_WHAT THE TASK REQUIRES:_
Every record is to be transcribed exactly as written.

_DATA SHOWN:_
= = = = = = =

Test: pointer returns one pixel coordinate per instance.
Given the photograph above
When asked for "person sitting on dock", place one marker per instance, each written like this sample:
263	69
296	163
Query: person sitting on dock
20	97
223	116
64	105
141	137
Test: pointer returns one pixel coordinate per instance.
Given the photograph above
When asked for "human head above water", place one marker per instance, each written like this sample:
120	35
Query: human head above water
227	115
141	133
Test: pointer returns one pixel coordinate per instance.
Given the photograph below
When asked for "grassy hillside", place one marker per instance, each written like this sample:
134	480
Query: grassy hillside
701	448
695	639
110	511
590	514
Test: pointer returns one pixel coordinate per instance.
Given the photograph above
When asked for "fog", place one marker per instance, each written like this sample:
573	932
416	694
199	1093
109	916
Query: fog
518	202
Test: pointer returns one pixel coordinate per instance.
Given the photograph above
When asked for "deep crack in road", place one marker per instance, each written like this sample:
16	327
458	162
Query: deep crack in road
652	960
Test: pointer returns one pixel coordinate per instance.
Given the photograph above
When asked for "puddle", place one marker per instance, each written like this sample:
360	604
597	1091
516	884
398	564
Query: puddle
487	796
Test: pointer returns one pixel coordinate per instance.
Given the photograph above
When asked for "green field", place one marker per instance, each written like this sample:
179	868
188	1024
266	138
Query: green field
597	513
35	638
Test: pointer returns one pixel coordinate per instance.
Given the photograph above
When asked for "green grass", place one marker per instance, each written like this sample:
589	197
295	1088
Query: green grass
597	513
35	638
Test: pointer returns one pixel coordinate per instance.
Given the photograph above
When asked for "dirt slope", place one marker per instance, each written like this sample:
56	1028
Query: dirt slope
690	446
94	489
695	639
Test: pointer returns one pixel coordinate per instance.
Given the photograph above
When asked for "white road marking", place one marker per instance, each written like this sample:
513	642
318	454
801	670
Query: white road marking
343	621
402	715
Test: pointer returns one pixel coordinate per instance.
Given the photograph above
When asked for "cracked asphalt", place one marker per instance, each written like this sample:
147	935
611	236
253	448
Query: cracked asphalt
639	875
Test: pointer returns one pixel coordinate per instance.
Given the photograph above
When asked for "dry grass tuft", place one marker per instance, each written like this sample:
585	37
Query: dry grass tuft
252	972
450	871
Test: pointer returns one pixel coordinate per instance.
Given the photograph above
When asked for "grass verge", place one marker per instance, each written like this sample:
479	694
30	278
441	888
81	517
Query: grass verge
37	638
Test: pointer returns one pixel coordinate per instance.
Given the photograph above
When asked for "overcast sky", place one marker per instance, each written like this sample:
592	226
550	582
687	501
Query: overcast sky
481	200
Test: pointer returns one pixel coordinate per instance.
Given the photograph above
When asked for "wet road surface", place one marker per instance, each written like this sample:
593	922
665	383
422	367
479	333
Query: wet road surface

= = = = = = =

_RESULT OF THE EXERCISE:_
Test: pointer returns one pixel coordinate per instance.
Given the photograph above
When asked for "person sitting on dock", place one marker per instance, each written like this sample:
263	69
296	163
Query: person sitting on dock
20	97
223	116
64	105
141	137
Test: pointer returns one pixel coordinate per instance.
Given the photograph above
When asked for "human head above water", place one marker per instance, each written like this sample:
120	35
Query: human head above water
227	115
141	133
Test: pointer returns one pixel coordinate per instance.
Given the photograph below
When asked for "grassy hillside", place one marker per instance, each written like this sample:
134	480
Query: grassy hillside
701	448
695	639
110	511
590	514
Test: pointer returns one pixel coordinate per instance.
Given the photograph above
When asked for "fog", place one marker per instance, each written like this sample:
573	932
416	694
199	1093
109	916
Query: fog
518	202
Test: pointer returns one pixel coordinate per instance.
Given the photograph above
When asked for "deep crack in road", place one marker per instance, each written like this sample:
16	327
458	162
Query: deep crack in road
652	960
Test: pointer returns one pixel coordinate per instance.
Given the photograph above
When asked for "puddle", place one marker per instance, each written like this sample:
360	604
597	1091
516	884
398	564
Query: puddle
487	796
Test: pointer returns one pixel coordinate per instance.
Given the photograph above
When asked for "green field", place one marker per instance, each written like this sample:
179	868
188	1024
266	138
Query: green field
597	513
35	638
Test: pointer returns one pixel coordinate per instance.
Given the photograph above
When asked for "green grass", place one marker per instance, each written like this sample:
589	197
295	1088
Query: green grass
597	513
35	638
Test: pointer returns one pixel coordinate per instance.
Given the photograph above
When asked for "dirt slope", place one marker per instance, each written like this sample:
56	1028
Query: dirt slope
690	446
94	489
695	639
Test: pointer returns one pixel coordinate per instance.
Given the photograph above
When asked for "white road marking", place one marker per instance, each written like this sample:
513	642
318	454
801	670
Query: white road marking
343	621
402	715
Test: pointer returns one pixel coordinate per instance.
Given the photograph above
When asked for "cracked asphalt", place one marker per instance, each written like this sample:
147	935
611	236
253	448
Query: cracked asphalt
639	875
Test: pointer returns one pixel coordinate per instance.
Given the photograph above
When asked for "dry grass tuft", place one marker per instance, each written like this sample:
585	37
Query: dry grass tuft
252	972
450	871
Test: pointer returns one pixel coordinate per instance.
Given the photograph above
When asked for "grass verge", place one marker per instance, each written like this sample:
479	694
30	278
441	888
81	517
Query: grass verge
37	638
Test: pointer returns one pixel coordinate per instance.
Given the photograph above
When asked for "overcast sky", place one marker per instance, each written like this sample:
592	226
550	582
687	501
Query: overcast sky
481	200
Test: pointer returns one pixel coordinate per instance.
Given the photograph above
When asked for "wet road surface", place one marker per instance, each written like this sample:
593	922
665	383
422	367
479	333
Query: wet road surface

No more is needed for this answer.